* **Exercise aim**
The expected result is the segment of the entries that begins with the line containing "Each instance of the second" and ends with the last line, copied verbatim.

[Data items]
▶

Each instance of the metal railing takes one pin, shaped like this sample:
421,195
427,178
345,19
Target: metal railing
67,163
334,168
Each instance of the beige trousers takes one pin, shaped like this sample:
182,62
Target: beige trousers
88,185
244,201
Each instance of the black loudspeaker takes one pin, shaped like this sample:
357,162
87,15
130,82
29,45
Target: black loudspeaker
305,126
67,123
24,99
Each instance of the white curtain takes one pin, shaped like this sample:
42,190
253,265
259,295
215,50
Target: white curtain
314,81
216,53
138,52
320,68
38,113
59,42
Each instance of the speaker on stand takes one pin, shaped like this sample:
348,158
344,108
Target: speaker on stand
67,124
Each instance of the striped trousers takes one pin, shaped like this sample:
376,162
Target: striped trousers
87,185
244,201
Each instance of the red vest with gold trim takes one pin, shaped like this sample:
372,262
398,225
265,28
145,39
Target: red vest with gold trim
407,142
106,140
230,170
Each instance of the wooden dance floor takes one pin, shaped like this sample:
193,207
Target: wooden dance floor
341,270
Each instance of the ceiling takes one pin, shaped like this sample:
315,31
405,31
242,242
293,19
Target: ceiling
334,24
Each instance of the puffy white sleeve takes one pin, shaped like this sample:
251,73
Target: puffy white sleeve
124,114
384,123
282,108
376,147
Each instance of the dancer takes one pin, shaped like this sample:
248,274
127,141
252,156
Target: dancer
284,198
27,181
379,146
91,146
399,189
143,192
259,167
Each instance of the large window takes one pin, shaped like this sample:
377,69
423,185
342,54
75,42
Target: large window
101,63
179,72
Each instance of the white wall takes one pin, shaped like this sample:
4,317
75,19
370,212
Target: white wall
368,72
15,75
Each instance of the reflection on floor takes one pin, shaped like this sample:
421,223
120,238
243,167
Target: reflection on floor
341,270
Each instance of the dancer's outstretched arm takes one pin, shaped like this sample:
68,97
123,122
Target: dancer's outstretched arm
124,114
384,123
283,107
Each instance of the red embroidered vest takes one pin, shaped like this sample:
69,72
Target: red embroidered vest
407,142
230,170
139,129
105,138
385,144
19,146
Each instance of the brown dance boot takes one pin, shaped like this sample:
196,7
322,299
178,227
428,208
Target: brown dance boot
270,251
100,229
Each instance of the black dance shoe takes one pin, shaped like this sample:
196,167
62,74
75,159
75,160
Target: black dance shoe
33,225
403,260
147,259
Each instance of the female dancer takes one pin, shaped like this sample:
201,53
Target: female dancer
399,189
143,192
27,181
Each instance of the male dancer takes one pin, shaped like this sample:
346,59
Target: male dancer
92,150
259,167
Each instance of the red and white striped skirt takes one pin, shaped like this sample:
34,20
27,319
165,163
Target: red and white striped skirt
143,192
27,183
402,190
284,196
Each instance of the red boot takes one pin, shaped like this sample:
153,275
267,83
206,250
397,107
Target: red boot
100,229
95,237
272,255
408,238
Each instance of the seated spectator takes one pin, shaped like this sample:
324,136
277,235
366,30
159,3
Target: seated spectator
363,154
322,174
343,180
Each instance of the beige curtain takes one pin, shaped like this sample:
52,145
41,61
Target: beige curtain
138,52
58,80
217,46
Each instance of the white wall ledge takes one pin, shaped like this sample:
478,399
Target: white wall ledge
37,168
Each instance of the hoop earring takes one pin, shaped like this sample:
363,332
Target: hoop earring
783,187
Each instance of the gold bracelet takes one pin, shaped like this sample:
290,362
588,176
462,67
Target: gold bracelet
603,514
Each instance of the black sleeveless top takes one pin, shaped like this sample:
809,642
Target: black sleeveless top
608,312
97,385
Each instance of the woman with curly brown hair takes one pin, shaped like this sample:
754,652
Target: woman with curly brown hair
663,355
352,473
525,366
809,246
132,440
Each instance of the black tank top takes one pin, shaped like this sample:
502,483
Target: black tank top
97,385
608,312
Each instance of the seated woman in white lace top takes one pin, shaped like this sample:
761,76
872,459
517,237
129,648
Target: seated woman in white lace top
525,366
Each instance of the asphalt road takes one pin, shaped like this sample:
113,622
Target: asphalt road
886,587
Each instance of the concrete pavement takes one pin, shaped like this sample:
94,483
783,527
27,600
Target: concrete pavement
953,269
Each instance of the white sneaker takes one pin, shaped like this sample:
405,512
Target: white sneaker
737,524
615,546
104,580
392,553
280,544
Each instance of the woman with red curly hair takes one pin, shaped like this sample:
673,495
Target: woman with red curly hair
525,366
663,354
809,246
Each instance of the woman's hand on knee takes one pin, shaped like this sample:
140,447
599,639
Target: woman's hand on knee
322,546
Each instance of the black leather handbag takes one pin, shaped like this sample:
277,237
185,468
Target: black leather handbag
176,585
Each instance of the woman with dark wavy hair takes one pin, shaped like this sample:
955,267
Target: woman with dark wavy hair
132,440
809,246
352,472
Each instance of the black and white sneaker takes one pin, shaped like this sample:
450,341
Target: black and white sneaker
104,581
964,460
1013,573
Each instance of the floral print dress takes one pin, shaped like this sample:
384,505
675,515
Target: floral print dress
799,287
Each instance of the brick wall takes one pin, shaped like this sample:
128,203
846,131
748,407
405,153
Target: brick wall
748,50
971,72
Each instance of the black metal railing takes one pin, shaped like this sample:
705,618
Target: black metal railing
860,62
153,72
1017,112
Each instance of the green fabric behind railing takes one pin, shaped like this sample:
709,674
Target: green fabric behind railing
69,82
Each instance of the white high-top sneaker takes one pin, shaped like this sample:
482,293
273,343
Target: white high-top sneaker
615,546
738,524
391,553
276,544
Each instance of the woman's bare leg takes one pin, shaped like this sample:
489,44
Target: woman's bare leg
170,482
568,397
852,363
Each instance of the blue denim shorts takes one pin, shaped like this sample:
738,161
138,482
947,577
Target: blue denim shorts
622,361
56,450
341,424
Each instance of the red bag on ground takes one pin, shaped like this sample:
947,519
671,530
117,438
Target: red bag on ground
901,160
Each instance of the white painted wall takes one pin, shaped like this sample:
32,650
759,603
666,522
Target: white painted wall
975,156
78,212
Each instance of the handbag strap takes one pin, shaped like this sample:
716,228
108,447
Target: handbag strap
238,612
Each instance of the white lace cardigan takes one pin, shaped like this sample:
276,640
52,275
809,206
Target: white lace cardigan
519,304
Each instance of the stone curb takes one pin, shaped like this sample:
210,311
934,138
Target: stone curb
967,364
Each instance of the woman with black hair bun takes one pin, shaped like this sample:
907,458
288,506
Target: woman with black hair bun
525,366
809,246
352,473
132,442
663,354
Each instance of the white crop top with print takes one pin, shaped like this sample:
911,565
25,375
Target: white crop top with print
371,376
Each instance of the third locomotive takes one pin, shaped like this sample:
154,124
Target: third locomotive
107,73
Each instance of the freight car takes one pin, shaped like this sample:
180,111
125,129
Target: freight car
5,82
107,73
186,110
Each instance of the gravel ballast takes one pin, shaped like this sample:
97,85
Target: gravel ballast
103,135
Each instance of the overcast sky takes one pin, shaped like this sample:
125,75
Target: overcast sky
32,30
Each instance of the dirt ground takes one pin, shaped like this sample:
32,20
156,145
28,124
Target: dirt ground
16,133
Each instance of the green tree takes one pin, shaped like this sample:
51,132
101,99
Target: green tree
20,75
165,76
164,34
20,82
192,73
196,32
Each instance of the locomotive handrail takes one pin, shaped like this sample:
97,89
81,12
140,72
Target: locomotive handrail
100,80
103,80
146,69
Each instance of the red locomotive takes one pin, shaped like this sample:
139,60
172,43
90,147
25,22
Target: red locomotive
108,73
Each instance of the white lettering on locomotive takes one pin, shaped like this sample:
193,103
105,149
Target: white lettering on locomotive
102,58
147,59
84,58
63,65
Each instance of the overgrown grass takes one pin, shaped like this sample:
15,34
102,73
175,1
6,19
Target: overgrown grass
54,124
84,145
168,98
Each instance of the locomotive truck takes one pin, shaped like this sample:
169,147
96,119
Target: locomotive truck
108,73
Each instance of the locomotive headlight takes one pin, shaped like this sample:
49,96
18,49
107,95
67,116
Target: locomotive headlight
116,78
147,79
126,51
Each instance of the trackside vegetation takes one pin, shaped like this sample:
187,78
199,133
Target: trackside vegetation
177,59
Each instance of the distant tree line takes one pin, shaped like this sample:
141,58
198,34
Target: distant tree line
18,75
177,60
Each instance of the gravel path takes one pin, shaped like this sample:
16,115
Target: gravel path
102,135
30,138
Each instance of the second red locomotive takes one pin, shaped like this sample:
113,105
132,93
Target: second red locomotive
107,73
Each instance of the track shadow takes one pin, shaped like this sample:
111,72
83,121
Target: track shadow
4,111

◀

* **Expected answer**
Each instance of the second red locomotive takes one pin, shaped like this sample:
113,105
132,93
Target: second red locomotive
107,73
Each instance of the track shadow takes one pin, shaped like this sample:
111,72
83,121
Target: track shadow
4,111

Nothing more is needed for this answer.